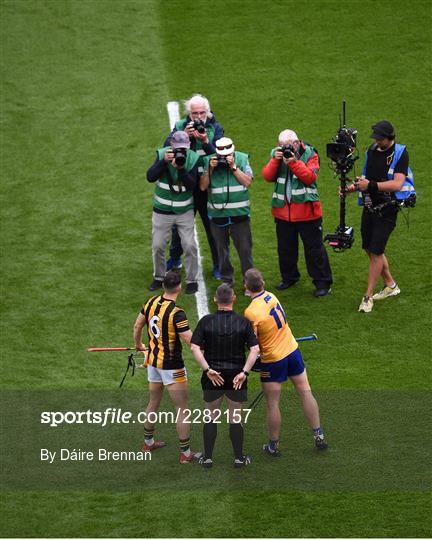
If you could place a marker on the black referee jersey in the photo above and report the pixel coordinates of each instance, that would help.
(224, 335)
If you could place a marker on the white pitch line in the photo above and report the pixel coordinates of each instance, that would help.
(201, 296)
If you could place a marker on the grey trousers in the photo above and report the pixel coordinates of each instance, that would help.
(161, 234)
(242, 238)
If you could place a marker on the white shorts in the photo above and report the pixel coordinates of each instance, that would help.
(166, 376)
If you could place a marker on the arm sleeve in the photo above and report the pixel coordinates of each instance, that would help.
(251, 338)
(180, 321)
(402, 164)
(306, 172)
(198, 335)
(156, 170)
(270, 170)
(189, 179)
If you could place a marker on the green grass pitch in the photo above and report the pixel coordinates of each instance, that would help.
(83, 95)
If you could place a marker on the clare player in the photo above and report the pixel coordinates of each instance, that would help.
(280, 359)
(167, 324)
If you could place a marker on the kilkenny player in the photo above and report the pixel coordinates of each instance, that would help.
(280, 359)
(166, 324)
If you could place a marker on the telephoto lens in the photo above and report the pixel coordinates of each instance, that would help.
(179, 156)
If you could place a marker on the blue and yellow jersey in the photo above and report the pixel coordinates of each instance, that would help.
(269, 322)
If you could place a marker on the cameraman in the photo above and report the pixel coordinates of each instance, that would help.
(203, 130)
(384, 173)
(293, 167)
(175, 172)
(227, 176)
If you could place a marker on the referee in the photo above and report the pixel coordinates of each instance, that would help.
(223, 337)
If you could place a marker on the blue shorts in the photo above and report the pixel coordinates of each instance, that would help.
(280, 371)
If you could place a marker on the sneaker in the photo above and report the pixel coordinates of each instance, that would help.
(268, 451)
(152, 447)
(193, 456)
(207, 463)
(386, 293)
(285, 285)
(155, 285)
(366, 304)
(321, 292)
(320, 443)
(173, 264)
(216, 273)
(240, 463)
(191, 288)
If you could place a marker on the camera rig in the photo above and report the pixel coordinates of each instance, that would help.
(342, 153)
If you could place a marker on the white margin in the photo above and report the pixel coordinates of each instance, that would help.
(201, 296)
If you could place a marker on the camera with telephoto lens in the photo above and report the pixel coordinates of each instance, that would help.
(288, 151)
(179, 156)
(222, 161)
(199, 126)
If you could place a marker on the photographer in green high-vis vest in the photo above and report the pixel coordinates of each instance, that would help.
(227, 176)
(175, 172)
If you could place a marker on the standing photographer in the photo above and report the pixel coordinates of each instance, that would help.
(384, 173)
(203, 130)
(175, 172)
(227, 177)
(293, 167)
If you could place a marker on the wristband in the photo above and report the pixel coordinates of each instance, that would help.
(372, 187)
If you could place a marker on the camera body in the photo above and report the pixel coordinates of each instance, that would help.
(341, 151)
(199, 126)
(180, 156)
(288, 151)
(222, 161)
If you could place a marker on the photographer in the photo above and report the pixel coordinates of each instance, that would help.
(227, 177)
(384, 173)
(293, 167)
(175, 172)
(203, 130)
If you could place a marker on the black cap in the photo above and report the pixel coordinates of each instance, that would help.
(383, 129)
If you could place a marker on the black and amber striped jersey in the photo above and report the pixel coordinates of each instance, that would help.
(165, 321)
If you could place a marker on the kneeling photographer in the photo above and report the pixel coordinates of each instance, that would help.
(385, 174)
(175, 172)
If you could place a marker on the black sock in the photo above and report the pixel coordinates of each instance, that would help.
(236, 436)
(210, 433)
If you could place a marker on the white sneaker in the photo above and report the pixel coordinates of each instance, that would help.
(387, 292)
(366, 305)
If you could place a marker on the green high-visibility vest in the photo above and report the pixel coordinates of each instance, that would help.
(300, 193)
(170, 195)
(226, 196)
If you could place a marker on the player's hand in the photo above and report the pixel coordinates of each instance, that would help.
(239, 379)
(215, 377)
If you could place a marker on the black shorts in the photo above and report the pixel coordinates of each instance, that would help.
(212, 393)
(376, 231)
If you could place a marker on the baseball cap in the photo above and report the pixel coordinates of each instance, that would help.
(224, 146)
(180, 139)
(382, 129)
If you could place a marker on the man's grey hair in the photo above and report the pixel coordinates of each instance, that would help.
(198, 98)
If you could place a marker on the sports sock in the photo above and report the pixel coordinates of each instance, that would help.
(273, 444)
(236, 436)
(210, 433)
(185, 446)
(148, 435)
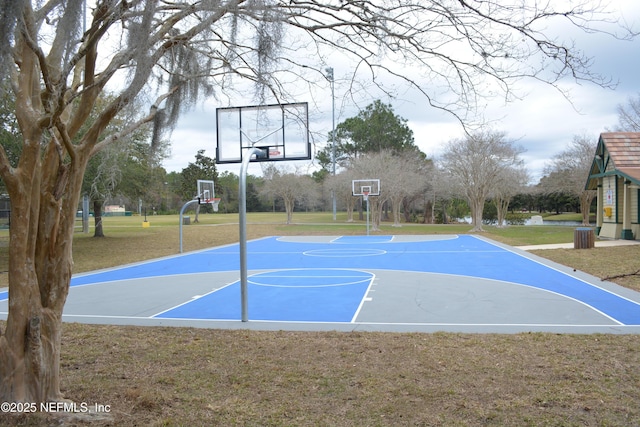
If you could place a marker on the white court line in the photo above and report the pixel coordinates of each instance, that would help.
(362, 301)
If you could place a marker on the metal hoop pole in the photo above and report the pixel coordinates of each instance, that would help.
(242, 200)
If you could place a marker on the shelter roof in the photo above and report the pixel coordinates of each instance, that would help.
(621, 150)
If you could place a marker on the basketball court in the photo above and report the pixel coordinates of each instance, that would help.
(461, 283)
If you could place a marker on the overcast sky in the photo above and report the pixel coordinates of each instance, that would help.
(543, 122)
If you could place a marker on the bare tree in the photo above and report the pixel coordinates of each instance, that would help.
(170, 53)
(511, 181)
(568, 171)
(475, 165)
(291, 187)
(340, 184)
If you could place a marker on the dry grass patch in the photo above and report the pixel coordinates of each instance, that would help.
(618, 262)
(187, 377)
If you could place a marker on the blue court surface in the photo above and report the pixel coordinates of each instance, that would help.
(460, 283)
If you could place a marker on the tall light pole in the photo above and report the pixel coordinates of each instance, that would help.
(329, 71)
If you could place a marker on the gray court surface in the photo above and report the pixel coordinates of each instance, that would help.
(407, 299)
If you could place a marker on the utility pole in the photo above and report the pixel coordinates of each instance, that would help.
(329, 75)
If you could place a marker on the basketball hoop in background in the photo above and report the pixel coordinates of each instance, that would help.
(365, 188)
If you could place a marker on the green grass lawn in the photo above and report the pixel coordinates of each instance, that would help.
(161, 376)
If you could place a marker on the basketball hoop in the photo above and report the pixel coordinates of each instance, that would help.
(214, 203)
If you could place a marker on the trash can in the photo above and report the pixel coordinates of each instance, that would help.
(584, 238)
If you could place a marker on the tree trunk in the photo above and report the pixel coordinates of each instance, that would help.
(44, 196)
(97, 218)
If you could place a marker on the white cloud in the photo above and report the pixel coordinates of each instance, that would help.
(543, 122)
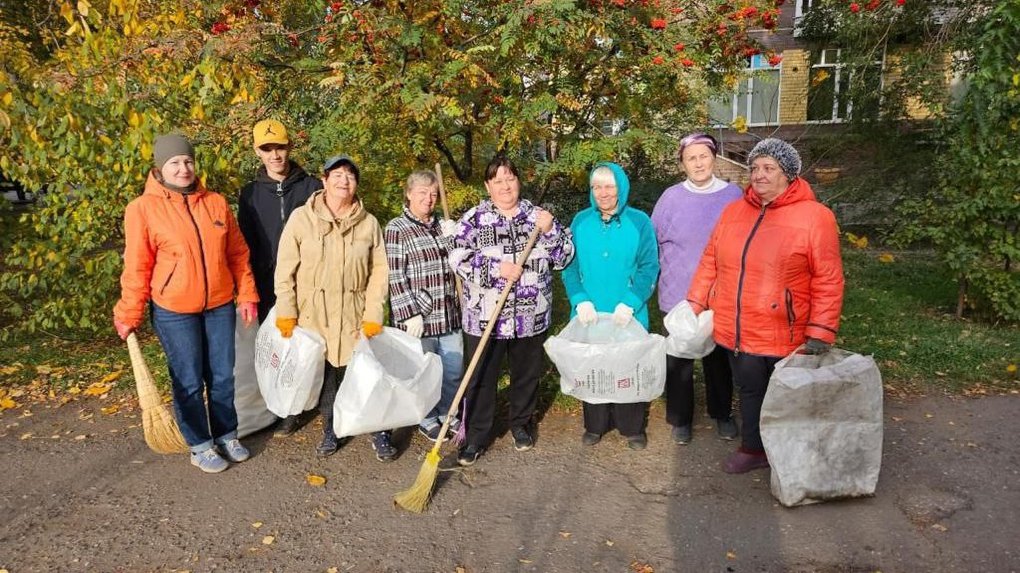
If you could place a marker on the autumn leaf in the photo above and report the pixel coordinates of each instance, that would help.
(857, 242)
(97, 388)
(641, 567)
(111, 376)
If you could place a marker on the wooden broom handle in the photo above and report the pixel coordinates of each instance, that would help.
(485, 339)
(443, 201)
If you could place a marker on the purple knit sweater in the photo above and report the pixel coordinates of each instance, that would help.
(683, 219)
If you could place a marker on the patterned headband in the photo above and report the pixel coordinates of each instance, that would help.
(696, 139)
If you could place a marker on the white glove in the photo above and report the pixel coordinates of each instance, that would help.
(587, 314)
(622, 314)
(448, 227)
(415, 326)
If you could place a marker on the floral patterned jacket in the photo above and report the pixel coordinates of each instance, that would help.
(485, 239)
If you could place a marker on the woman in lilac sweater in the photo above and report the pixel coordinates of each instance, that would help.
(683, 219)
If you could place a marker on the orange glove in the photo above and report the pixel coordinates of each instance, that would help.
(249, 313)
(286, 326)
(370, 328)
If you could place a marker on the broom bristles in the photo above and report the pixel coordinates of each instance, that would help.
(416, 499)
(161, 431)
(160, 427)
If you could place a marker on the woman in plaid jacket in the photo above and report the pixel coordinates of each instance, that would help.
(422, 288)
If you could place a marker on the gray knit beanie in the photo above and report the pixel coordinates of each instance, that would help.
(782, 152)
(170, 145)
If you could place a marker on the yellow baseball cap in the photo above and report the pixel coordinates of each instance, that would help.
(269, 132)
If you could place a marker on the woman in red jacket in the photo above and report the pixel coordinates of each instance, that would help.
(186, 260)
(773, 274)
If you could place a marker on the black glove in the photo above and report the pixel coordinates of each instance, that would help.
(814, 346)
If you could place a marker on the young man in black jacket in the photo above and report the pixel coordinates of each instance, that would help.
(265, 203)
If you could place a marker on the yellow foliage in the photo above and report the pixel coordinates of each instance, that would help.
(857, 242)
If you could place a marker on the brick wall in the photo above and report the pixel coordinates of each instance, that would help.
(794, 87)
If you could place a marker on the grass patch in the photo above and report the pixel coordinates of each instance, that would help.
(901, 312)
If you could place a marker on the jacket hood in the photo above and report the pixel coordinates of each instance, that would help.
(799, 190)
(153, 187)
(622, 187)
(323, 216)
(296, 173)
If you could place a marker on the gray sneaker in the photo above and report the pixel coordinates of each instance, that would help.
(234, 451)
(726, 428)
(681, 434)
(209, 461)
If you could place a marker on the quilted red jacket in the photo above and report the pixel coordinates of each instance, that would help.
(772, 273)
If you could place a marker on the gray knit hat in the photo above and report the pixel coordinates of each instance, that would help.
(782, 152)
(170, 145)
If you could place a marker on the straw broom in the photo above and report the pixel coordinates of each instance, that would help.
(161, 431)
(416, 498)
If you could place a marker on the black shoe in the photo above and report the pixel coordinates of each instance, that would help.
(469, 454)
(681, 434)
(328, 446)
(385, 450)
(522, 440)
(287, 426)
(639, 441)
(726, 428)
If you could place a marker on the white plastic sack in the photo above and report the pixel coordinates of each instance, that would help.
(821, 423)
(390, 382)
(289, 370)
(604, 363)
(252, 412)
(690, 334)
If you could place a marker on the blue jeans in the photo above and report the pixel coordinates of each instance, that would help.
(199, 352)
(450, 348)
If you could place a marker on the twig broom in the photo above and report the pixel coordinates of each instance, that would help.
(161, 431)
(416, 498)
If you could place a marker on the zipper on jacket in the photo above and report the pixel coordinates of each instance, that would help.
(791, 314)
(740, 280)
(279, 195)
(201, 252)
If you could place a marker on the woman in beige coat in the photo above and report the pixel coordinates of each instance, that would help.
(332, 278)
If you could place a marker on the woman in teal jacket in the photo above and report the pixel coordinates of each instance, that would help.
(614, 269)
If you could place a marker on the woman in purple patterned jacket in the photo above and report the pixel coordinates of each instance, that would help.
(488, 242)
(683, 219)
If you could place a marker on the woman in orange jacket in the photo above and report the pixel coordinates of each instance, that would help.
(186, 258)
(773, 274)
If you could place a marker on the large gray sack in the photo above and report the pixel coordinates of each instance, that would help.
(821, 423)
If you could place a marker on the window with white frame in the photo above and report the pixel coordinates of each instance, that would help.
(829, 88)
(802, 8)
(756, 99)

┄┄┄┄┄┄┄┄┄┄┄┄┄┄┄┄┄┄┄┄

Copy the records word for word, starting at the line that contains "If you could place a marker on the window" and continuing through the last line of the records.

→ Response to the task:
If you could place a marker on the window with white frame in the photo above and report the pixel coordinates of each instance, that would help.
(829, 88)
(802, 8)
(756, 99)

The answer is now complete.